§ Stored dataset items
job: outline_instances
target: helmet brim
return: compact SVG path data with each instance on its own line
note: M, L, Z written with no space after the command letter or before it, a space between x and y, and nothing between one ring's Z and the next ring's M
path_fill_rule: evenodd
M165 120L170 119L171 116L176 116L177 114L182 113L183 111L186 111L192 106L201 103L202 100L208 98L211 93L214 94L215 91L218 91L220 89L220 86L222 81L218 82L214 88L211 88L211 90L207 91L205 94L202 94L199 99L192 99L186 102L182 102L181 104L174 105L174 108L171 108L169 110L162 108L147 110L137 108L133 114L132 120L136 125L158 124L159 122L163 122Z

§ BRIEF
Rewrite the records above as a numbered list and drop any blank lines.

§ IN RESPONSE
1. job: outline_instances
2. target: helmet brim
3. return: compact SVG path data with each instance on its own line
4. note: M, L, Z written with no space after the command letter or before it, a space between x and y, and nothing between one ring's Z and the next ring's M
5. path_fill_rule: evenodd
6. M165 120L170 119L171 116L176 116L177 114L182 113L183 111L186 111L192 106L201 103L202 100L208 98L211 93L214 94L215 91L218 91L220 89L220 86L222 81L218 82L214 88L211 88L211 90L207 91L205 94L202 94L199 99L192 99L186 102L182 102L181 104L174 105L174 108L171 108L169 110L162 108L147 110L137 108L133 114L132 120L136 125L158 124L159 122L163 122Z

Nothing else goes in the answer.